| Text provided |
4.5 Parties shall treat Customer personal data as confidential and shall ensure that any employees or other personnel that have access to Customer personal data:
(a) have agreed in writing to
protect the confidentiality and security of Customer personal data and do not
process such personal data other than in accordance with this DPA,
(b) are subject to background checks
and controls, as allowed under applicable laws, as designated and determined by
Customer and communicated from time to time to Vendor;
(c) are not subject, directly or
indirectly, to any sanctions issued by the country of their residence, EU,
United States of America, United Kingdom or by any other countries which
sanctions may apply to Customer.
4.6 Both Parties certify that:
(a) it has not purposefully created back doors or similar programming that could be used to access the system and/or personal data,
(b) it has not purposefully created or changed its business processes in a manner that facilitates access to personal data or systems,
(c) and that national law or government policy does not require the Party to create or maintain back doors or to facilitate access to personal data or systems or for the Party to be in possession or to hand over the encryption key.
Notwithstanding other applicable rights of Customer, Customer shall have the right to immediately terminate the Contract and the DPA if Vendor acts in violation of (a) to (c) of this section.
5.1 To the extent permitted under applicable law, Vendor shall immediately notify Customer in writing via email of any request received by Vendor from a data subject, whether directly or through a sub-processor, in respect of their personal data included in Customer personal data, and shall direct the data subject to Customer. Vendor will not communicate with the data subject regarding the request without prior instruction from Customer.
5.2 Vendor will provide Customer with assistance as necessary for Customer to fulfill its obligation under Data Protection Laws, including if applicable, the obligation to respond to requests for exercising the rights set out in Data Protection Laws. Vendor acknowledges and hereby agrees that Customer’s clients may request the exercising of data subjects rights under various time frames which have to be complied with by Vendor. Customer will notify Vendor of such time frames together with forwarding the specific requests received from its clients concerning exercising of data subjects rights.
5.3 Vendor shall notify Customer of any request for the disclosure of Customer personal data by a governmental or regulatory body or law enforcement authority (including any data protection supervisory authority) unless otherwise prohibited by law or a legally binding order of such body or agency. If Vendor receives a subpoena, court order, warrant or other legal demand from a third party (including regulatory body, law enforcement or other public or judicial authorities) seeking the disclosure of personal data, Vendor shall not disclose any information but shall immediately notify Customer in writing of such request, and reasonably cooperate with Customer if it wishes to limit, challenge or protect against such disclosure, to the extent permitted by applicable laws.

| Required task 1 |
Locate every line in the listing below that contains the word "eiffel", and copy each of those lines.

Records from a data source
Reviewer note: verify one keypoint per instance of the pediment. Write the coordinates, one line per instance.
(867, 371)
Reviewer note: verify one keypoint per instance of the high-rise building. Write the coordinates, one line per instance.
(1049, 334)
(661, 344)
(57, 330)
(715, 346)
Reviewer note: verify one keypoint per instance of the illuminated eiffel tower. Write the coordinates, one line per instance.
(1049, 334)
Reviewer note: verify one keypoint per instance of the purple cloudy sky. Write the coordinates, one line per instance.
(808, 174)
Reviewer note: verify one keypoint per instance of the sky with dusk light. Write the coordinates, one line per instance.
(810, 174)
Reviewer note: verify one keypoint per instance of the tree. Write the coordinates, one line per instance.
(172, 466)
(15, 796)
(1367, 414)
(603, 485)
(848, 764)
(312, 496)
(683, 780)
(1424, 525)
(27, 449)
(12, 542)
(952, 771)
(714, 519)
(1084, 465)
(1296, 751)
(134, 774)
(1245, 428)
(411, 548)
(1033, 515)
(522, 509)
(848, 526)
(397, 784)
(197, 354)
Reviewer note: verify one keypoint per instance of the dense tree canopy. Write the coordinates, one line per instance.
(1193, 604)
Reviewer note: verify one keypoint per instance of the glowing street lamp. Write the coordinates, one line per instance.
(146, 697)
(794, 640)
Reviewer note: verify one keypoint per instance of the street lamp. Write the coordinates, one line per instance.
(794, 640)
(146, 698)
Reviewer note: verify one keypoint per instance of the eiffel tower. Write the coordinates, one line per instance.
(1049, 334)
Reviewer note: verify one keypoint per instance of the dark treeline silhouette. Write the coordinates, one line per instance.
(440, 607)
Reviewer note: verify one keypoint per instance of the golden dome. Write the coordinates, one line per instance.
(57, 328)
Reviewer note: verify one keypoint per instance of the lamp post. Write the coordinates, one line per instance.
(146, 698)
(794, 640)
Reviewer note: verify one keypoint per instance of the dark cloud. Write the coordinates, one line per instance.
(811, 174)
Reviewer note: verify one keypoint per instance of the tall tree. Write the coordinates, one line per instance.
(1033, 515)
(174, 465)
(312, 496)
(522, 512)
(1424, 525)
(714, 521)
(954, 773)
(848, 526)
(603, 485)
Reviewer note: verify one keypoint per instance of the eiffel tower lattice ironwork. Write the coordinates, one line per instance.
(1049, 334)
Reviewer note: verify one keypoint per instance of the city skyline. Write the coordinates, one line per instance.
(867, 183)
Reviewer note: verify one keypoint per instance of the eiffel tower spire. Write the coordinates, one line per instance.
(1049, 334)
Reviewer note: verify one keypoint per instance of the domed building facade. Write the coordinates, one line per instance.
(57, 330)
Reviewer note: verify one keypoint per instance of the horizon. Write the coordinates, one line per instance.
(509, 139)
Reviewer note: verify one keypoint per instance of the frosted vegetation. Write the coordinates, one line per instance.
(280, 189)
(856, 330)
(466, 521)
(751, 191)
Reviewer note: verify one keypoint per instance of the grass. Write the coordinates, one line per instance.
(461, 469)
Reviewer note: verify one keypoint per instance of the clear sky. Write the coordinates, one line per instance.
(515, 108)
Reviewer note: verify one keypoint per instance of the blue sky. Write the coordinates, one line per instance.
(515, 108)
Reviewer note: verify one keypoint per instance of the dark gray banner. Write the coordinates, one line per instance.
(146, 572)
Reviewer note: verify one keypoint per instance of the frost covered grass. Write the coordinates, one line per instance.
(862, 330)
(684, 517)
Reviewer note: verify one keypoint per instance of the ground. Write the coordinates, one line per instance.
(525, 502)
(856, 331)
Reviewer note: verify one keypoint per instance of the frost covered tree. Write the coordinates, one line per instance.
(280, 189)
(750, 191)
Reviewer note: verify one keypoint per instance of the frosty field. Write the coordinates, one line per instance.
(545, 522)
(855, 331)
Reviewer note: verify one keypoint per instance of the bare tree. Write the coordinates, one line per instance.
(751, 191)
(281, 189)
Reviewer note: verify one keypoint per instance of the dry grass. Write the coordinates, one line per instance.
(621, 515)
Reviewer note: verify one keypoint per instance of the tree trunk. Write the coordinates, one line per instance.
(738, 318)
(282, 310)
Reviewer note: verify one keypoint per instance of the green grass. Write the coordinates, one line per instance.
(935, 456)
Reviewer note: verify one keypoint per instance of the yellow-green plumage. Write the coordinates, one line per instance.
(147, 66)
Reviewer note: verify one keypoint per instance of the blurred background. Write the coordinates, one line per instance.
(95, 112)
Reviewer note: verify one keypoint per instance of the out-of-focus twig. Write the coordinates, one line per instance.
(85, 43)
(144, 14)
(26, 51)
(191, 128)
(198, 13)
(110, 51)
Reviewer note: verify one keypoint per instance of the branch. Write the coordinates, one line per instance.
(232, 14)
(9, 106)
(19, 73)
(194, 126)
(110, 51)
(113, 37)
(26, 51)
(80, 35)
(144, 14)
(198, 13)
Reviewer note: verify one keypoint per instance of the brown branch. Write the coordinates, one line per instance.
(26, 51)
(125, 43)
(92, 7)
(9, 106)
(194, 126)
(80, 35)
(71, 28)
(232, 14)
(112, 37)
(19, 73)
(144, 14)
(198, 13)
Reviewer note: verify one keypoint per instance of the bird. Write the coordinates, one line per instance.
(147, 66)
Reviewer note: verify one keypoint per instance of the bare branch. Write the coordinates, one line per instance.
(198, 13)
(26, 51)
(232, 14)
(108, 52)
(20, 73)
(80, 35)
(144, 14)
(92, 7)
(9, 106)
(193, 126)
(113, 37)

| Required task 2 |
From the contract clauses above, extract the passage starting with "4.6 Both Parties" and going on through "the encryption key.".

| Written reply 1 |
Reviewer note: verify one keypoint per instance of the illuminated eiffel tower. Write the coordinates, one line per instance.
Reviewer note: verify one keypoint per instance of the eiffel tower. Write the coordinates, one line per instance.
Reviewer note: verify one keypoint per instance of the eiffel tower lattice ironwork. Write the coordinates, one line per instance.
Reviewer note: verify one keypoint per instance of the eiffel tower spire. Write the coordinates, one line per instance.

| Written reply 2 |
4.6 Both Parties certify that:
(a) it has not purposefully created back doors or similar programming that could be used to access the system and/or personal data,
(b) it has not purposefully created or changed its business processes in a manner that facilitates access to personal data or systems,
(c) and that national law or government policy does not require the Party to create or maintain back doors or to facilitate access to personal data or systems or for the Party to be in possession or to hand over the encryption key.